■ Your goal ■
Write out the lines of the material from the one containing "Task: respond to" through the one containing "box: [316, 85, 360, 137]", including both, and nothing else.

■ Supplied entries ■

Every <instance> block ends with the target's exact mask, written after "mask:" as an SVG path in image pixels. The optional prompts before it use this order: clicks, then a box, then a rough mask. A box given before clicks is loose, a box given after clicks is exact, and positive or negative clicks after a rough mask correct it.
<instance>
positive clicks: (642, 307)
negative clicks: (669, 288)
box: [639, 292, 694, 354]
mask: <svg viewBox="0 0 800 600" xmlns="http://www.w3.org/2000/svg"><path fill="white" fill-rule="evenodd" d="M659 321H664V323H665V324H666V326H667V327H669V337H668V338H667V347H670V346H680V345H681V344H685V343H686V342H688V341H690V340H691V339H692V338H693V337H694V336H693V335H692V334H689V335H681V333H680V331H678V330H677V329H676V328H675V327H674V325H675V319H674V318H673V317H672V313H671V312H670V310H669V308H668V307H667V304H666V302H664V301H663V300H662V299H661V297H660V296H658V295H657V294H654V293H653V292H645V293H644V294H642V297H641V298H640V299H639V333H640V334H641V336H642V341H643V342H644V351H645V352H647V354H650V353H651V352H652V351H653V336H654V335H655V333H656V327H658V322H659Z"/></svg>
* * *
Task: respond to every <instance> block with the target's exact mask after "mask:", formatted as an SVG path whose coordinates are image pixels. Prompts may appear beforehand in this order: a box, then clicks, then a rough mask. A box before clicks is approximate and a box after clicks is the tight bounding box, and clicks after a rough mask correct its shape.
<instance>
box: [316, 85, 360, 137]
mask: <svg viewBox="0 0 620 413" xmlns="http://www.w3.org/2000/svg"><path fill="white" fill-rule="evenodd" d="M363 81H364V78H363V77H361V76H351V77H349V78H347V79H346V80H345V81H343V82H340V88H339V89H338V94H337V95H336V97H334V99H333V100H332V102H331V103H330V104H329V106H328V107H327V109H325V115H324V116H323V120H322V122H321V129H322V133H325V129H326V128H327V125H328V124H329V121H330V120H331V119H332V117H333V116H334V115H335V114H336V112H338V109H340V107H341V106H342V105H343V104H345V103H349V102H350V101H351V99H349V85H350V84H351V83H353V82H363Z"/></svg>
* * *
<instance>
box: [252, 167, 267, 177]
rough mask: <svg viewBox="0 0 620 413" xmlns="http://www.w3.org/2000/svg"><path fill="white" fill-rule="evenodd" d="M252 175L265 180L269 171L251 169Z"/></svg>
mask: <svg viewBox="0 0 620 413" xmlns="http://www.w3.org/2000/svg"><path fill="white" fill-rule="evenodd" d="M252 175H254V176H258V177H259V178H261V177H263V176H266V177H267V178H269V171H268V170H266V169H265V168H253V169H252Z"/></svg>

■ Worked solution ■
Task: respond to every <instance> block with the target's exact mask after "mask:", formatted as an SVG path whose coordinates are image pixels. Prompts may appear beforehand in this order: a box, then clicks, then a rough mask. A box before clicks is approximate and a box after clicks is the tight bounding box, and clicks after a rough mask correct its shape.
<instance>
box: [316, 85, 360, 137]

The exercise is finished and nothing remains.